◆ SHORT TASK: Copy the records below word for word, from the line with "outlet in this picture." up to and including the line with "[358,141,391,178]". Leave the pictures out of your copy.

++++

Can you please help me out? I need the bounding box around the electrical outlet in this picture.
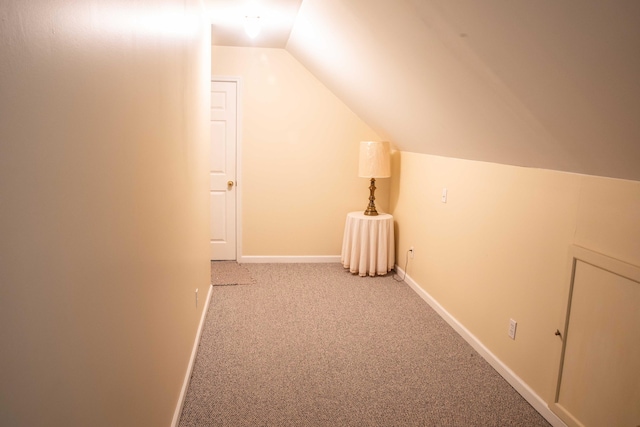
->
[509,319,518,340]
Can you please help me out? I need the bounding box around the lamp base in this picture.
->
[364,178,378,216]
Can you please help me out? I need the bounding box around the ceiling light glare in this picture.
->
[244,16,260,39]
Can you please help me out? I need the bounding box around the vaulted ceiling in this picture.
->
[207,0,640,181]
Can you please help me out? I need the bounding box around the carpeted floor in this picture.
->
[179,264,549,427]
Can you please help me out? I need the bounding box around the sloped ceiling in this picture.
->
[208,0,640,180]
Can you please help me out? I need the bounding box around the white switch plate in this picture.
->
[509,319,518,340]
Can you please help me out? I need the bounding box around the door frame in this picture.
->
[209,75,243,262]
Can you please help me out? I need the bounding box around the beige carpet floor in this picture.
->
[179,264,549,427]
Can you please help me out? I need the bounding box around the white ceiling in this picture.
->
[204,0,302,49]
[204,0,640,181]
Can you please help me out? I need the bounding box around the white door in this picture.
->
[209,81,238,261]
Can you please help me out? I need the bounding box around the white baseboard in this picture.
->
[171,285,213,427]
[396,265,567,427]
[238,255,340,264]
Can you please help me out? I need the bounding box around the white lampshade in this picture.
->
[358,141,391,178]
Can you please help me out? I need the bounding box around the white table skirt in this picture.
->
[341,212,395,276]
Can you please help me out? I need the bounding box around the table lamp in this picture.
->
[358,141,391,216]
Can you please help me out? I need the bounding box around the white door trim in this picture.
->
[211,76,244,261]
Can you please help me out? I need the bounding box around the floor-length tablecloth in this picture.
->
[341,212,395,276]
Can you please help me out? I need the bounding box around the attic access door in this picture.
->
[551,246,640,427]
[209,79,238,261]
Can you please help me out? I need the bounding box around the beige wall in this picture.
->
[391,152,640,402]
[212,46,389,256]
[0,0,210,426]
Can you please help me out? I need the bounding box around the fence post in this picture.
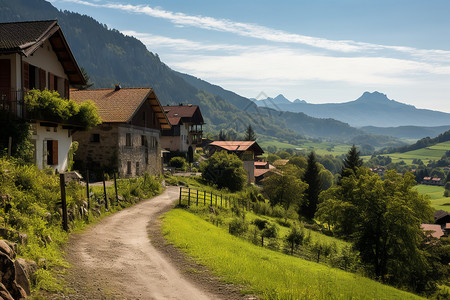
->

++++

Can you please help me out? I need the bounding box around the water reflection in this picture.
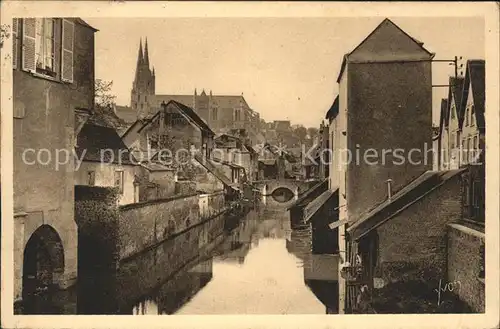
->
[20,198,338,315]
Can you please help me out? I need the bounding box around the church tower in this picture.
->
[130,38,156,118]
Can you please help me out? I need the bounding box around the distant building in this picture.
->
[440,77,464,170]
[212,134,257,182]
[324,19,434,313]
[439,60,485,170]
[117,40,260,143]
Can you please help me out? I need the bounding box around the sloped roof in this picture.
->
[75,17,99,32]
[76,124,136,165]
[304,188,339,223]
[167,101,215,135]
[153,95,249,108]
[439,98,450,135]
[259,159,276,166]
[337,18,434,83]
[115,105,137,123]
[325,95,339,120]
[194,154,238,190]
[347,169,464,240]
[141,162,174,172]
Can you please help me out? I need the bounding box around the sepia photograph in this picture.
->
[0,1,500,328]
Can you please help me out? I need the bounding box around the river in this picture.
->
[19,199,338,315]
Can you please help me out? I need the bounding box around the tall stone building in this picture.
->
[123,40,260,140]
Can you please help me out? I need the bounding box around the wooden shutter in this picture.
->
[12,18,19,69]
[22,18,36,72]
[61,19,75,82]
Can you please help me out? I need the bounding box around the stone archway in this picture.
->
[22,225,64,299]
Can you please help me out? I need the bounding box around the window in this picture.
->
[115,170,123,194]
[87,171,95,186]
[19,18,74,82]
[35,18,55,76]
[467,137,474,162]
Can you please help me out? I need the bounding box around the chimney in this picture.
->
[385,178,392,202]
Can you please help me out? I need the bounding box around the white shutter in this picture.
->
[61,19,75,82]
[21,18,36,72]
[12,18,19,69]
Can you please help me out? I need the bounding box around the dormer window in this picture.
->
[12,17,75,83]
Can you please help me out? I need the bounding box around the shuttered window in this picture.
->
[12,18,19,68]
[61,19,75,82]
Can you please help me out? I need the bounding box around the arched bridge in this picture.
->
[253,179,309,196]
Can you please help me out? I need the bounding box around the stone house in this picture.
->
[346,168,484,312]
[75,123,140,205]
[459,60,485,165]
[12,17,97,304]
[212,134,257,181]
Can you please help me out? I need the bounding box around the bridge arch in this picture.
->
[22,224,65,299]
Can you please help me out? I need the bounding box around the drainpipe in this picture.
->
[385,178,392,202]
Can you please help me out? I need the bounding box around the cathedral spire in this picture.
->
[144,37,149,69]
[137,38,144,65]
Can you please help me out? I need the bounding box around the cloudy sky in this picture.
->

++++

◆ ANSWER TO THIS TASK:
Can you please help me out? I need the bounding box around the electrical outlet in this picture.
->
[509,319,518,340]
Can you please help me out? I need the bounding box around the lamp base in this picture.
->
[364,178,378,216]
Can you please help me out? I need the bounding box around the ceiling light glare in this picture.
->
[244,16,260,39]
Can you please help me out? I need the bounding box around the vaulted ceiling in this picture.
->
[207,0,640,181]
Can you please help me out? I need the bounding box around the carpeted floor in this picture.
->
[179,264,549,427]
Can you please help me out? I need the bounding box around the sloped ceiling in this picture.
->
[208,0,640,180]
Can you please help me out? I need the bounding box around the white switch plate in this picture.
->
[509,319,518,340]
Can you please help me out? I need the bounding box around the door frame in this picture.
->
[209,75,243,262]
Can you please help me out? I need the bounding box around the beige carpet floor in this picture.
->
[179,264,549,427]
Can you please help me out? I need the bounding box around the white ceiling in this picture.
->
[204,0,302,49]
[204,0,640,181]
Can you please help me out? I need the bounding box around the white door in this picture.
->
[209,81,238,261]
Can you please help me out? I need the bounding box around the white baseboard in this picture.
->
[171,285,213,427]
[396,265,567,427]
[238,255,340,264]
Can you please help me out? I need the bounding box around the white lampshade in this picture.
->
[358,141,391,178]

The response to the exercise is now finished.